DATASET RECORDS:
<<<<
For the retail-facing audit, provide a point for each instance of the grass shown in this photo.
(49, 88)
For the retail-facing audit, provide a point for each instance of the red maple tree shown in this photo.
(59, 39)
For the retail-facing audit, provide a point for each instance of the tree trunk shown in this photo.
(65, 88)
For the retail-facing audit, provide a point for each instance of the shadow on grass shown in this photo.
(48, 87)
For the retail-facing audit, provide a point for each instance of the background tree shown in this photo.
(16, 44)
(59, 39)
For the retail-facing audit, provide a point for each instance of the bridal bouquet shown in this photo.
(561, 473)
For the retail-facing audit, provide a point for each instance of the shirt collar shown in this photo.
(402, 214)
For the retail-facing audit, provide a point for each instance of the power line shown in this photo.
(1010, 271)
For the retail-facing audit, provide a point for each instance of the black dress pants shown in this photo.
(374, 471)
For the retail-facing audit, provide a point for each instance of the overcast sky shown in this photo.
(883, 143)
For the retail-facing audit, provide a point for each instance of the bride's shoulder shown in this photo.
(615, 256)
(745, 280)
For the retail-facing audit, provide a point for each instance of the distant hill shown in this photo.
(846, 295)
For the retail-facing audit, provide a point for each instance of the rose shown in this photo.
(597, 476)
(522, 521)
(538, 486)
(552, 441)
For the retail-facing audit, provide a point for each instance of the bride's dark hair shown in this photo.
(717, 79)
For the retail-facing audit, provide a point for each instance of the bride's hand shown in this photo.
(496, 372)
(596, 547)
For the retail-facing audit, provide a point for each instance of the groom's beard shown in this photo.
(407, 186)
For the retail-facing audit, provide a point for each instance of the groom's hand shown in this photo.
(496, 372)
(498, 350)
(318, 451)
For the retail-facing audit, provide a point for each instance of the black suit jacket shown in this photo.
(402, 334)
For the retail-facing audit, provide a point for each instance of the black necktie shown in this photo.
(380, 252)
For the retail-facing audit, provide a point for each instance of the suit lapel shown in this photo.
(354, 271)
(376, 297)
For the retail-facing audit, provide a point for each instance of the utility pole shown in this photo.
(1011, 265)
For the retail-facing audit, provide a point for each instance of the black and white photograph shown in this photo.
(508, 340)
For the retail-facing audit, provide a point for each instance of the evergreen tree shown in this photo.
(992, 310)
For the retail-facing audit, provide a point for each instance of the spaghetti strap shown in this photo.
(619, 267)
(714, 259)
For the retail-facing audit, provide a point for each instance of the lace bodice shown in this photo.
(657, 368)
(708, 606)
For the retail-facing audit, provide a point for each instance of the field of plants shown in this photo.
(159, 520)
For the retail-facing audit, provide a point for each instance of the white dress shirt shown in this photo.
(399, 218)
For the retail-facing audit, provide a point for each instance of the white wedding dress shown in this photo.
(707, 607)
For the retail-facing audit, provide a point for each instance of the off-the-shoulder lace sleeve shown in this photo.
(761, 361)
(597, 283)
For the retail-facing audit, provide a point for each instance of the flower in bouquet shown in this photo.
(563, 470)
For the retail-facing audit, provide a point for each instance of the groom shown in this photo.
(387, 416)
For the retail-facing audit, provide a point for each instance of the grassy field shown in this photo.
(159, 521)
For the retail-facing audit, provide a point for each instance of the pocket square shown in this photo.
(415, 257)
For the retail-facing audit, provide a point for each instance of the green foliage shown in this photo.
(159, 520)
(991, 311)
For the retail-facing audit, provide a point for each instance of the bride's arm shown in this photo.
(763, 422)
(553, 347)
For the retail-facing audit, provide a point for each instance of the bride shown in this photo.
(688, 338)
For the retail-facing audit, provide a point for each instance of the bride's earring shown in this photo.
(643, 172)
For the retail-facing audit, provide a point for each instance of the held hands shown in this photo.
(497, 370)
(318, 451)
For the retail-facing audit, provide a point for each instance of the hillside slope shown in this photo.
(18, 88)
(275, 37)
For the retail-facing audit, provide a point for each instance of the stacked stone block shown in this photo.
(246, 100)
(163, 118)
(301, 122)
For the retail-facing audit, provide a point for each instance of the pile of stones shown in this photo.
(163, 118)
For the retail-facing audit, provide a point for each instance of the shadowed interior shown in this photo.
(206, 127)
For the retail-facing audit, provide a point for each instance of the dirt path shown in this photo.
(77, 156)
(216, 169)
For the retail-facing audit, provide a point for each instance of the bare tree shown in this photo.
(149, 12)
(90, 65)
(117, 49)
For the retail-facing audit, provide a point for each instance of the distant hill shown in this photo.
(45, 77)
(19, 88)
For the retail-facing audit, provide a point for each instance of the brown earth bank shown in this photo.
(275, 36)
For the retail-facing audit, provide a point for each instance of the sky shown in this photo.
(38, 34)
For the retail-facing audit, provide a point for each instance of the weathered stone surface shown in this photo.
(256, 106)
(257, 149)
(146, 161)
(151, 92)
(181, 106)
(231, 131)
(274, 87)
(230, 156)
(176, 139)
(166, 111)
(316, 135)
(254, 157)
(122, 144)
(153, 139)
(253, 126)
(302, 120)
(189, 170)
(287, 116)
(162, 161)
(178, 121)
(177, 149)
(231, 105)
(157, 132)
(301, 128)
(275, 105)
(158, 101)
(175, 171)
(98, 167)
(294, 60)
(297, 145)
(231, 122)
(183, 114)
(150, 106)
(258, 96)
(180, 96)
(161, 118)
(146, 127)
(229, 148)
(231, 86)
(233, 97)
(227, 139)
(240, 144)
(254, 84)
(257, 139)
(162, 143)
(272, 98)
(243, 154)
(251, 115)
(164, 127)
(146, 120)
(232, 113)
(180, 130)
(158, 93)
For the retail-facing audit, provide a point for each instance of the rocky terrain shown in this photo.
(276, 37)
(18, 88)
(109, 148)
>>>>
GIVEN EXERCISE:
All entries must be repeated verbatim.

TASK SOLUTION:
For the retail-facing audit, provide a point for each instance of the grass shown in this photo.
(49, 88)
For the retail-facing audit, provide a point for each instance of the red maple tree shown in this photo.
(59, 39)
For the retail-facing audit, provide a point for each instance of the tree trunk shown in this photo.
(65, 88)
For the retail-facing audit, provide a point for each instance of the shadow on grass shown in this photo.
(48, 87)
For the retail-facing audit, provide a point for each instance of the background tree shown in this photo.
(16, 44)
(59, 39)
For the retail-facing audit, provide a point for each instance of the bridal bouquet shown in this photo.
(561, 473)
For the retail-facing audit, provide a point for each instance of the shirt collar shown in this photo.
(402, 214)
For the retail-facing audit, provide a point for each instance of the power line shown in this photo.
(1010, 271)
For the retail-facing audit, provide a point for each instance of the black dress pants shown in this photo.
(374, 471)
For the retail-facing audit, provide a point for each instance of the overcast sky shown in this photo.
(883, 143)
For the retail-facing audit, provide a point for each instance of the bride's shoulder shown in this photo.
(615, 256)
(745, 280)
For the retail-facing audit, provide a point for each instance of the distant hill shown in this photo.
(846, 295)
For the retail-facing audit, provide a point for each instance of the rose shown in this photo.
(597, 476)
(522, 521)
(538, 486)
(552, 441)
For the retail-facing audit, provide a point for each instance of the bride's dark hair shown in this photo.
(717, 79)
For the retail-facing audit, provide a point for each instance of the bride's hand shown in this photo.
(496, 372)
(596, 547)
For the retail-facing audit, provide a point for each instance of the groom's beard shown in this photo.
(407, 186)
For the retail-facing audit, provide a point for each instance of the groom's hand shown in this photo.
(496, 372)
(498, 350)
(318, 451)
For the retail-facing audit, provide a point for each instance of the black suit jacket shown in this photo.
(402, 334)
For the retail-facing audit, provide a point for each instance of the black necktie shown in this photo.
(380, 252)
For the retail-facing audit, provide a point for each instance of the suit lapel shown in this photo.
(354, 271)
(376, 297)
For the retail-facing audit, provide a point for each instance of the utility pole shown in this photo.
(1011, 265)
For the retail-facing audit, provide a point for each instance of the black and white photograph shown in this photo.
(508, 340)
For the retail-facing audit, provide a point for each instance of the evergreen tree shown in this photo.
(992, 310)
For the retail-facing audit, provide a point for each instance of the spaghetti strap shown in this photo.
(619, 267)
(714, 259)
For the retail-facing audit, provide a point for each instance of the lace bodice shown in this photo.
(657, 368)
(708, 606)
For the retail-facing audit, provide a point for each instance of the field of plants shown in this photo.
(159, 520)
For the retail-facing audit, provide a point for each instance of the white dress shirt shown in this photo.
(399, 218)
For the retail-facing audit, provide a point for each instance of the white wedding dress shown in this photo.
(707, 607)
For the retail-facing audit, provide a point for each instance of the off-the-shoulder lace sleeve shown in this photo.
(761, 361)
(597, 283)
For the retail-facing audit, provide a point for each instance of the flower in bouquet shown in this photo.
(563, 470)
For the retail-facing audit, provide a point for each instance of the groom shown in this photo.
(387, 416)
For the retail-facing audit, provide a point for each instance of the grassy field shown in this photo.
(159, 521)
For the retail-facing audit, provide a point for each instance of the pocket square shown in this photo.
(415, 257)
For the retail-facing audit, provide a point for each instance of the green foliage shown in this photo.
(159, 520)
(991, 311)
For the retail-facing audit, provide a point for each instance of the bride's arm shown in this photo.
(763, 422)
(553, 347)
For the retail-facing audit, provide a point for each instance of the bride shown in this photo.
(688, 338)
For the retail-facing audit, provide a point for each instance of the bride's earring shown in this photo.
(643, 172)
For the retail-facing audit, provide a point for each instance of the held hands shown in this photo.
(497, 370)
(318, 451)
For the retail-facing audit, provide a point for each instance of the hillside slope shown in this photo.
(18, 88)
(275, 37)
For the retail-facing audit, provide a point for each instance of the stacked stone block shown in this photo.
(246, 100)
(163, 118)
(301, 122)
For the retail-facing audit, provide a point for each instance of the pile of stones shown in this photo.
(163, 118)
For the retail-facing audit, provide a point for each instance of the shadowed interior shown in this photo.
(206, 127)
For the retail-facing audit, provide a point for each instance of the dirt path shown in this photo.
(77, 156)
(216, 169)
For the retail-facing audit, provide a point for each instance of the bare tree shown in this photo.
(149, 12)
(90, 65)
(117, 49)
For the retail-facing audit, provide a point for each instance of the distant hill shown in this photo.
(45, 77)
(19, 88)
For the retail-facing audit, provide a point for each instance of the brown earth bank shown in this photo.
(275, 36)
For the retail-facing audit, provide a point for each instance of the sky shown in this photo.
(38, 34)
For the retail-facing audit, provide a point for each instance of the weathered stone surface shown in this photo.
(256, 106)
(257, 149)
(146, 161)
(151, 92)
(181, 106)
(231, 131)
(274, 87)
(230, 156)
(176, 139)
(166, 111)
(316, 135)
(254, 157)
(122, 144)
(153, 139)
(253, 126)
(302, 120)
(189, 170)
(287, 116)
(162, 161)
(178, 121)
(177, 149)
(231, 105)
(157, 132)
(301, 128)
(275, 105)
(158, 101)
(175, 171)
(98, 167)
(294, 60)
(297, 145)
(231, 122)
(183, 114)
(150, 106)
(258, 96)
(180, 96)
(161, 118)
(146, 127)
(229, 148)
(231, 86)
(233, 97)
(227, 139)
(240, 144)
(254, 84)
(257, 139)
(162, 143)
(272, 98)
(243, 154)
(251, 115)
(164, 127)
(146, 120)
(232, 113)
(180, 130)
(158, 93)
For the retail-facing audit, provide a point for each instance of the rocky terrain shown in this photo.
(276, 37)
(18, 88)
(109, 148)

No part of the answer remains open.